(Collected data entries)
+---+

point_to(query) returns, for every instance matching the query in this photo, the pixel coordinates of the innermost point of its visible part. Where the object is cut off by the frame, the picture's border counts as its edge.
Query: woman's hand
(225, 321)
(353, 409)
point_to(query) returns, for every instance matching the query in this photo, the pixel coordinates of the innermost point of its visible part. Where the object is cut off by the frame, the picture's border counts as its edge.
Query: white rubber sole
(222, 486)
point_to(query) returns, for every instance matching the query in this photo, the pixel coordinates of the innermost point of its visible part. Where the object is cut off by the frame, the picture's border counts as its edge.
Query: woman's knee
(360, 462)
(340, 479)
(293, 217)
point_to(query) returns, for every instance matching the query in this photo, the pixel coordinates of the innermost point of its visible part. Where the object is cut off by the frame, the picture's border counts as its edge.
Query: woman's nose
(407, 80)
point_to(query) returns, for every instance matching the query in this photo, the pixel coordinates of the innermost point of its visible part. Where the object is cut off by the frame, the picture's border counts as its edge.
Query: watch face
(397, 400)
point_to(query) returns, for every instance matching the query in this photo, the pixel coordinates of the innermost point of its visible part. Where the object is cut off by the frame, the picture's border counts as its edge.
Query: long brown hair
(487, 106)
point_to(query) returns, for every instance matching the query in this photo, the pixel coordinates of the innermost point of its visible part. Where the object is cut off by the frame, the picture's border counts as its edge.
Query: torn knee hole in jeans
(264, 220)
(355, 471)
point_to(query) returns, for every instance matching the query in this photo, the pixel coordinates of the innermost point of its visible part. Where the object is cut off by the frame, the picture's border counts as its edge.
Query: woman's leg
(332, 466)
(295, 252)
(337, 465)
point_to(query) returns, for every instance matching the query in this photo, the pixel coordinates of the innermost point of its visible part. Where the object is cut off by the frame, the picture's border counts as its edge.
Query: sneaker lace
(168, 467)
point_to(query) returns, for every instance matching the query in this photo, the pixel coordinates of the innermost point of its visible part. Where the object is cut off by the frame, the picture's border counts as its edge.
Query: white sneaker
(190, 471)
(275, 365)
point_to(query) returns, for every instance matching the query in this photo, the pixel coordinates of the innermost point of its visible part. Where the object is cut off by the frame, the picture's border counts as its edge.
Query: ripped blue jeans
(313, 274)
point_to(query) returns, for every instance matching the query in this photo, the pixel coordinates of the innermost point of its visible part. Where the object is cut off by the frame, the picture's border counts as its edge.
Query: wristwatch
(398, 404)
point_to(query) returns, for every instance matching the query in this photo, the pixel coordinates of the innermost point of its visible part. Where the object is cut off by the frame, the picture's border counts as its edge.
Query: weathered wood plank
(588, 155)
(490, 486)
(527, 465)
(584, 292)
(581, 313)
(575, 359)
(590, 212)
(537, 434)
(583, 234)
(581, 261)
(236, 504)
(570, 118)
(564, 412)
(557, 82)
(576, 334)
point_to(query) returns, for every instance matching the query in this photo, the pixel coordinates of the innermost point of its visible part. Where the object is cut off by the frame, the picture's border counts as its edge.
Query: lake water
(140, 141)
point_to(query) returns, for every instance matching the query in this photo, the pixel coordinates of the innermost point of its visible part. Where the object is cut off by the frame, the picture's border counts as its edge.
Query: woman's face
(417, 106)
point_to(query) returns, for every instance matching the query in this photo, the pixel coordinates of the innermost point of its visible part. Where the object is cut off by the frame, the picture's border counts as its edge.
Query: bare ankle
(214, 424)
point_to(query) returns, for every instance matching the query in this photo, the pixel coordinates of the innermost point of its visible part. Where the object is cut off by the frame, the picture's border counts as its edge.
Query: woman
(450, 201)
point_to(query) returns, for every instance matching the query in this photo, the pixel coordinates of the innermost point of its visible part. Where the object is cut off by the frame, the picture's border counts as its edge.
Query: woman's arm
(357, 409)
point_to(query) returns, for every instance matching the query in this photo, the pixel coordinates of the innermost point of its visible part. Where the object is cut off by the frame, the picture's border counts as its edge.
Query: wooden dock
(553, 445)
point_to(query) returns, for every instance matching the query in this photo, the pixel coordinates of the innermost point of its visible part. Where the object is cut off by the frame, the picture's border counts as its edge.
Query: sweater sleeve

+---+

▸ YOUR GOAL:
The line containing "Query: bare ankle" and all lines after it, through the end of the entries above, are to be returned exactly and alone.

▸ EXERCISE OUTPUT:
Query: bare ankle
(214, 424)
point_to(query) returns, for every instance matching the query in this photo, the pixel coordinates of the innermost point of its visible part. Where the object is cut off by the frame, the picture's border counts as its edge.
Query: woman
(450, 201)
point_to(query) returns, for every instance matching the query in this photo, the pixel coordinates of the innermost point of its visible part. Where the object is cut off by the frame, the picture's border counts as its edge.
Query: woman's arm
(357, 409)
point_to(query) returns, for every instance matching the query in this photo, the pixel coordinates of the innermost point of its visible part. Where the object is cut off by the frame, the picture's border counts as its edge.
Query: wooden dock
(553, 445)
point_to(query) returns, for every instance matching the query in this photo, the pixel coordinates of the innermost point of its visible part. Where the object is cut off by the frame, the picture's border counts as its edge.
Query: sweater sleeve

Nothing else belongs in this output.